Extracted data
· · · · ·
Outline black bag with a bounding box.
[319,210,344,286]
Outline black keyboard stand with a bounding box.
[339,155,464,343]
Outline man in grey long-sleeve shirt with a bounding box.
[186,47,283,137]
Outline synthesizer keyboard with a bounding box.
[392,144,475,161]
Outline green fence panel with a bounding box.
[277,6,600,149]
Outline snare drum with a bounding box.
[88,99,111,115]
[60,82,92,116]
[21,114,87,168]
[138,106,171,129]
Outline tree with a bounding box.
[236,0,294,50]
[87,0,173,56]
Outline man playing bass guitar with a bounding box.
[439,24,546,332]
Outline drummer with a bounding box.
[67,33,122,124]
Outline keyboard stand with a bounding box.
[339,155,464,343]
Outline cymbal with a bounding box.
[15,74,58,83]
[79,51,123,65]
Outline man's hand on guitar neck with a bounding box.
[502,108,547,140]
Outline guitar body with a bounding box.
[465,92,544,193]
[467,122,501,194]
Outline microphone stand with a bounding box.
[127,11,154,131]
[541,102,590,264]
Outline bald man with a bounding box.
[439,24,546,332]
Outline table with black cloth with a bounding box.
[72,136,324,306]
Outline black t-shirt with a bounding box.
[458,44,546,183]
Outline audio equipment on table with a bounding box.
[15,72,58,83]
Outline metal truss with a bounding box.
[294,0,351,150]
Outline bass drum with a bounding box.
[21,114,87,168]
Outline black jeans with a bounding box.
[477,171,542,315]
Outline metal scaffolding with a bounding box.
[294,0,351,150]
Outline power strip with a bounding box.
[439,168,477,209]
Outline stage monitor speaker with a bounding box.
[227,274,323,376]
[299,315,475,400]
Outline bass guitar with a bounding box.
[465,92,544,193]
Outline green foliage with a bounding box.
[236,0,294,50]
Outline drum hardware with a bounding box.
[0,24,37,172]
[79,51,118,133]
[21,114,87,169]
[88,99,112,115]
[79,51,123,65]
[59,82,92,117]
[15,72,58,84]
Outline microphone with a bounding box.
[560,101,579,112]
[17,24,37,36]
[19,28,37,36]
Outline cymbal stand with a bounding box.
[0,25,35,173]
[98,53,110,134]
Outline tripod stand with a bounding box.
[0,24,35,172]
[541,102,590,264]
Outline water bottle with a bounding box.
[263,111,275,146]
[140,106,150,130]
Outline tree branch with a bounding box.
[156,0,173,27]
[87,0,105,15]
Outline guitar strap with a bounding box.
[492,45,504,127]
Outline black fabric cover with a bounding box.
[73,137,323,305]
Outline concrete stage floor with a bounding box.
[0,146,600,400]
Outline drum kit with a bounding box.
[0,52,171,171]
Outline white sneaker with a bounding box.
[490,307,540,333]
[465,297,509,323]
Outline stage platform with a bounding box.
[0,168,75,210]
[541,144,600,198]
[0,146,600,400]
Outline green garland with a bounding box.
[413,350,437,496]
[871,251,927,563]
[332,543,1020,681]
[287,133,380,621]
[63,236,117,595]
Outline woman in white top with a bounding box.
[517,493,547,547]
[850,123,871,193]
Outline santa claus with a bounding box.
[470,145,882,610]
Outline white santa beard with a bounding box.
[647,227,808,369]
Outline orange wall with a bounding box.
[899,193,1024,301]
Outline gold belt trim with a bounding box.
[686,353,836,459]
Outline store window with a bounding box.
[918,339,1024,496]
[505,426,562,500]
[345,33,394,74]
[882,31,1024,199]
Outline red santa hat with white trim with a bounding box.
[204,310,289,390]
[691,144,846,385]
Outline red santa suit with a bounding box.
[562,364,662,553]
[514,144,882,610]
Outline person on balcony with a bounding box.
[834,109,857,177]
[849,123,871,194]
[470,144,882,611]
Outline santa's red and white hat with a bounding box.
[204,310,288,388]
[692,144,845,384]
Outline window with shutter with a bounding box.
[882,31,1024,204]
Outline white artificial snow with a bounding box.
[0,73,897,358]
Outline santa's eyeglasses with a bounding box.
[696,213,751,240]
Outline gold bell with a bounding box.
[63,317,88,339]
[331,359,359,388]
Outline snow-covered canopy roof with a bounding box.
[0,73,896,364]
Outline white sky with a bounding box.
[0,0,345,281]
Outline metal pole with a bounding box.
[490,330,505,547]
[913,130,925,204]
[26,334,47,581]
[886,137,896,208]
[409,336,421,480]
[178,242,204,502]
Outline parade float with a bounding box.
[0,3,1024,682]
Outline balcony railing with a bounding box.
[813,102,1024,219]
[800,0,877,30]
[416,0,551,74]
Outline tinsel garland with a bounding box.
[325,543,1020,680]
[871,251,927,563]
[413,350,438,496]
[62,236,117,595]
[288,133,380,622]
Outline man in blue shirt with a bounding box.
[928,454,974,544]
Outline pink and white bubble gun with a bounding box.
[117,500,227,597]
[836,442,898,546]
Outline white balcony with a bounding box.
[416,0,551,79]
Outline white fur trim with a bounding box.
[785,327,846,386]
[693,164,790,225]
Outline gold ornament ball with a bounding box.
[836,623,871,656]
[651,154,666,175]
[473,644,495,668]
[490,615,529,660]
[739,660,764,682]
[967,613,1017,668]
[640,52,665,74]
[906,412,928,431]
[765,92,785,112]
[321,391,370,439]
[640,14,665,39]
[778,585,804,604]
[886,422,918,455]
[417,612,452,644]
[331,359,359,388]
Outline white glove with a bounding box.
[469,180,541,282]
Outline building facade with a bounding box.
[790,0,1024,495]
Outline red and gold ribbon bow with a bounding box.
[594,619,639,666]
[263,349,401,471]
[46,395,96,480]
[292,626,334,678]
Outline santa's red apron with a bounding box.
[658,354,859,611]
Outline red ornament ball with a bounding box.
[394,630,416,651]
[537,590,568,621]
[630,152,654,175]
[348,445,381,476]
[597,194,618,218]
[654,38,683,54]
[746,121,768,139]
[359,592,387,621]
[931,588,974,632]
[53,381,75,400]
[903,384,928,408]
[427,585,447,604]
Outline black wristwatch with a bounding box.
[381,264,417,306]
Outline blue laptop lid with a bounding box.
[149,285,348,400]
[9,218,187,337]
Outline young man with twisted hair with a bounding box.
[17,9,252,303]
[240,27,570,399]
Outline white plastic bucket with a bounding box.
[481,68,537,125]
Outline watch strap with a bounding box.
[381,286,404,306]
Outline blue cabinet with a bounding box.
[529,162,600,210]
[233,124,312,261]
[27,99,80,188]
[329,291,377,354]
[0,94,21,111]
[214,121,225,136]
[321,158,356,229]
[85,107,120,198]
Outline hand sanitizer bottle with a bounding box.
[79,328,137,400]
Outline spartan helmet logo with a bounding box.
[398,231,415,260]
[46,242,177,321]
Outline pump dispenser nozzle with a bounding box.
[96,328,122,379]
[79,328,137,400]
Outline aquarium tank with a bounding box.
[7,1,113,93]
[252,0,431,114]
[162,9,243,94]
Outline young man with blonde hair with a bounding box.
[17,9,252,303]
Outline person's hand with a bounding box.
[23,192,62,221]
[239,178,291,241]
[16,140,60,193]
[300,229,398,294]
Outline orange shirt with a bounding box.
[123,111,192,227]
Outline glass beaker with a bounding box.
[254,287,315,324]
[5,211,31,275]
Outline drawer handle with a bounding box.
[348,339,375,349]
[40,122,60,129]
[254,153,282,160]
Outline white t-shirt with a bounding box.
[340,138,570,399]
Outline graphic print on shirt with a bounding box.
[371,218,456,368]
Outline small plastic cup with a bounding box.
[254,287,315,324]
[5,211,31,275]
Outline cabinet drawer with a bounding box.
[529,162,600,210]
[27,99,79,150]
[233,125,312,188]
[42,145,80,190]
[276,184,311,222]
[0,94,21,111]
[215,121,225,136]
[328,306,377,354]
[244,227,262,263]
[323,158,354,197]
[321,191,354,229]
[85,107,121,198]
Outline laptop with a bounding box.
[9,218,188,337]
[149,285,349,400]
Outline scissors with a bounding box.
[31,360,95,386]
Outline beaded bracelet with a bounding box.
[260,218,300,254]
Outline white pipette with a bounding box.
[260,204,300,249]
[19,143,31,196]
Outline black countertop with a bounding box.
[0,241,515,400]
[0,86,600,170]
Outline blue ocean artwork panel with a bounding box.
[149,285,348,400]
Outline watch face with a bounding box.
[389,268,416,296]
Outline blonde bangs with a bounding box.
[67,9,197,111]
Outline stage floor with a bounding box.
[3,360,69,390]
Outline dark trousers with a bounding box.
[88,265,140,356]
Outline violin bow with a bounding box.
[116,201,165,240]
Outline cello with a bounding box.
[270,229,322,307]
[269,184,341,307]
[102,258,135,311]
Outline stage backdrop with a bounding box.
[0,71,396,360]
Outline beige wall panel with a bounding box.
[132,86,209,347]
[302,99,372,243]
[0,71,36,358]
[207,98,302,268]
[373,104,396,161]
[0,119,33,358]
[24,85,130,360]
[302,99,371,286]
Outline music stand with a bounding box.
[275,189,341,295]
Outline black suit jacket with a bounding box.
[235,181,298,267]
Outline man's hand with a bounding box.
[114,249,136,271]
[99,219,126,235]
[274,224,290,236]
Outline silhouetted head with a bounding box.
· · · · ·
Request
Reproduce the lines above without any change, starting at the line that contains "Outline santa's red and" and ending at the line that contains "[693,164,790,225]", with both of those lines included.

Reply
Outline santa's red and white hat with a bounding box.
[204,310,288,388]
[692,144,845,384]
Outline window with shutter with a bounding box.
[882,31,1024,204]
Outline white artificial snow with a bounding box.
[0,73,897,358]
Outline santa's eyeglasses with a bounding box.
[696,213,751,240]
Outline gold bell with a bounding box.
[63,317,88,339]
[331,359,359,388]
Outline snow-covered canopy roof with a bounding box.
[0,73,896,364]
Outline white sky with a bounding box.
[0,0,345,281]
Outline metal pole with a bounding box.
[490,330,505,547]
[913,130,925,204]
[26,334,47,581]
[886,137,896,208]
[409,336,421,480]
[178,242,204,502]
Outline parade float with a bounding box.
[0,3,1024,682]
Outline balcony railing with a bounding box.
[813,102,1024,219]
[800,0,877,30]
[416,0,551,74]
Outline tinsel garland with a bounding box.
[325,543,1020,680]
[871,251,927,563]
[413,350,438,496]
[62,236,117,595]
[288,133,380,622]
Outline man in blue shirt with a bounding box.
[928,454,974,544]
Outline pink and white bubble gun with a bounding box.
[117,500,227,597]
[836,442,898,546]
Outline white balcony with a bounding box.
[416,0,551,79]
Outline white fur trim with a bounding box.
[785,327,846,386]
[693,164,790,225]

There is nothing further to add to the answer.